• _Your objective_
Below are records; reproduce exactly the lines from the one containing "Query: tower window" through the end, both included, and only those.

(Referring expression data)
=======

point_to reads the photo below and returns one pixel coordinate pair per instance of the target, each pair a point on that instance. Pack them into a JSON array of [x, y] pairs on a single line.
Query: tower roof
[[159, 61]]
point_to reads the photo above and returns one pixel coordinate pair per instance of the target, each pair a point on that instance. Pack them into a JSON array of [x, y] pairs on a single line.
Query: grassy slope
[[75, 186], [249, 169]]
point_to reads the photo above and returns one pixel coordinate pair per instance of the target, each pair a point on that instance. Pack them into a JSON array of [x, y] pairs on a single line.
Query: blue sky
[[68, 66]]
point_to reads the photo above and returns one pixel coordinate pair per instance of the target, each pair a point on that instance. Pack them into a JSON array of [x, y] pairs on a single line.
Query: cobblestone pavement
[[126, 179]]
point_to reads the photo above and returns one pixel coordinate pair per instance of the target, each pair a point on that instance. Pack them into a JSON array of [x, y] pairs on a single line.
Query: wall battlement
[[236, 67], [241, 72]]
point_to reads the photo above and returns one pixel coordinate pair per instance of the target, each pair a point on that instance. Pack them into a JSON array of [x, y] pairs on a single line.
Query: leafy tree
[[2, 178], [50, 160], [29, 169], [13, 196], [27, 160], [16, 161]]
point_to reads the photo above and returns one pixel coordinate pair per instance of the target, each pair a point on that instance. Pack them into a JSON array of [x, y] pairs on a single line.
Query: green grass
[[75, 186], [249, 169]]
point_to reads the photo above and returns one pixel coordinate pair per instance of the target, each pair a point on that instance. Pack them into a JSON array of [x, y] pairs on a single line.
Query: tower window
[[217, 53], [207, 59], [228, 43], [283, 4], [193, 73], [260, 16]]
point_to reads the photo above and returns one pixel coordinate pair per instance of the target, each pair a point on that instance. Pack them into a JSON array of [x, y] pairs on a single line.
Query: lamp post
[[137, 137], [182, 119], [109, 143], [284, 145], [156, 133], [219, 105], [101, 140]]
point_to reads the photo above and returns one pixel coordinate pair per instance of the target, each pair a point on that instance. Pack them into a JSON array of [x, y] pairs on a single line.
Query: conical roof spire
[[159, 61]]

=======

• _Exercise solution_
Query: tower window
[[217, 53], [207, 59], [228, 43], [283, 4], [193, 73], [260, 16]]
point_to reads the photo above and returns one pixel coordinate pair per instance of the target, each pair a point on that instance. Pack them into a JSON array of [x, y] pairs on a single line.
Query: lamp post
[[137, 137], [182, 119], [109, 143], [284, 145], [156, 133], [219, 105], [101, 140]]
point_to reads the photo above and returns one pixel coordinate pair per instance of the target, each pair a point on that instance. Pack them into a JSON array of [x, y] pairs on a single line.
Query: conical roof spire
[[159, 61]]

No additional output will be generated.